Upon the death of his Arshusha, Varsken went to Ctesiphon and was received by the Sasanian shahanshah Peroz I, converting to the family's former religion, Zoroastrianism. He also shifted his allegiance from the Christian Iberian monarchy to the Sasanian Empire. As a reward for his conversion, he was given the viceroyalty of Caucasian Albania and a daughter of Peroz in marriage.

The basilica of Bolnisi Sioni in Iberia is a testimony of the growing Sasanian influence there. It was constructed in 478/479 in the southern part of the country, which had fallen under the control of the Mihranids. The iconography of the basilica showed Iranian characteristics, while its inscription, written in Old Georgian, mentions the shahanshah Peroz I. Under Varsken and his predecessors, the city of Tsurtavi was transformed into one of the seats of the bidaxshate. The reports of the contemporary Iberian historian Iakob Tsurtaveli indicates that Varsken was a sovereign in his own right, and acknowledged the suzerainty of the shahanshah only as a counterbalance to the Iberian kings.

### What the exercise asks
Pick up the passage about Varsken and the Sasanian Empire after its last sentence and write the next few sentences. The items that come next are separate material and have no connection to the passage about Varsken.

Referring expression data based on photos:
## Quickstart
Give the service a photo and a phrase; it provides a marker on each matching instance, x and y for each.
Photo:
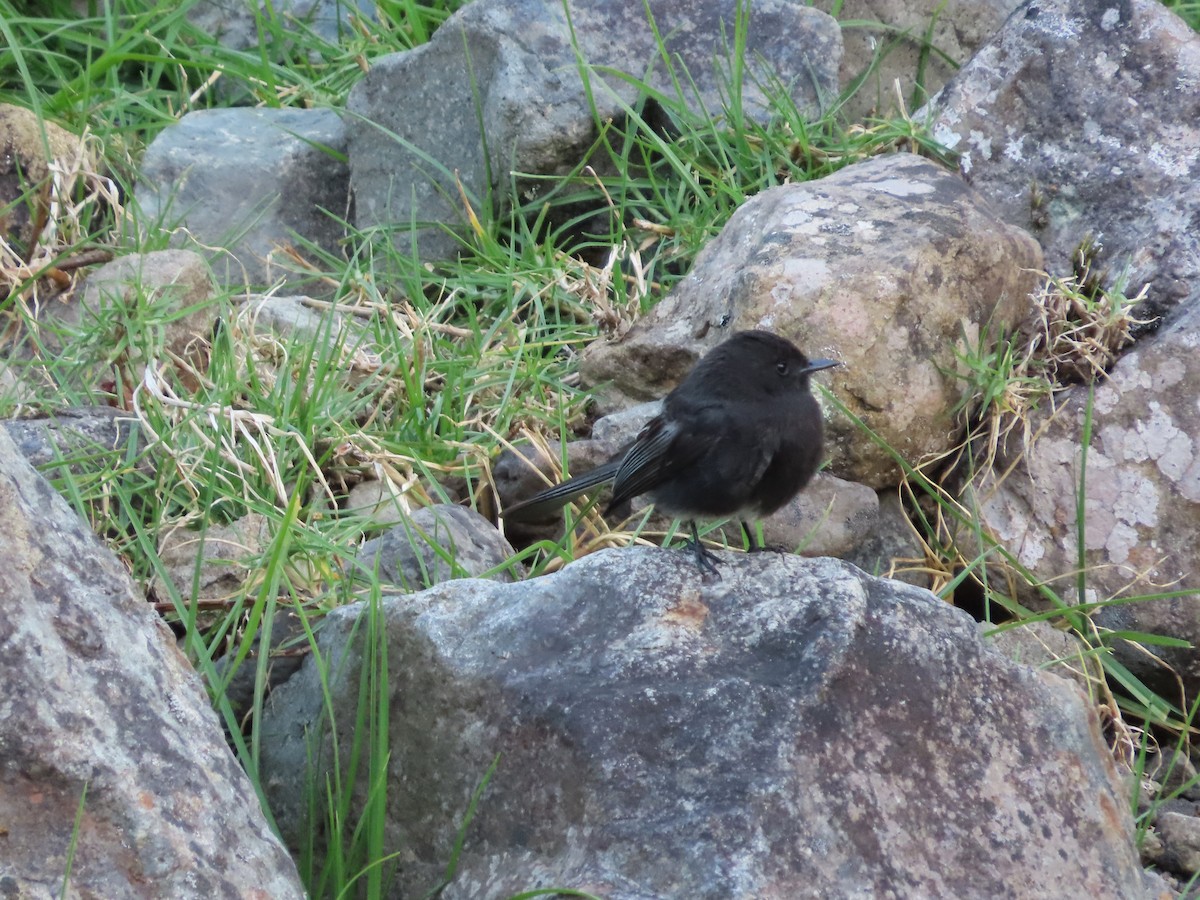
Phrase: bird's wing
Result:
(655, 456)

### Written answer
Espousing his pro-Iranian position, Varsken attempted to force his family to convert to Zoroastrianism, including Shushanik, which eventually resulted in her martyrdom, dying from the violence inflicted by her husband. His Zoroastrianizing efforts were seemingly only limited to that of his family. There are no reports of attempts to convert his Christian subjects, and the main source for Shushanik's life—the Martyrdom of the Holy Queen Shushanik—does not consider the martyrdom of his wife as part of a systematic Christian persecution. His policies were unacceptable to the Iberian king Vakhtang I, who had him killed and then revolted against Iran in 482. Varsken was succeeded by Arshusha III.

== Sources ==
- Bonner, Michael (2020). "The Last Empire of Iran"
- Dédéyan, Gérard (2007). "History of the Armenian people"
- Histoire de l'Arménie: des origines à 1071, Paris, 1947.
- Grousset, René (1947). "Histoire de l'Arménie des origines à 1071"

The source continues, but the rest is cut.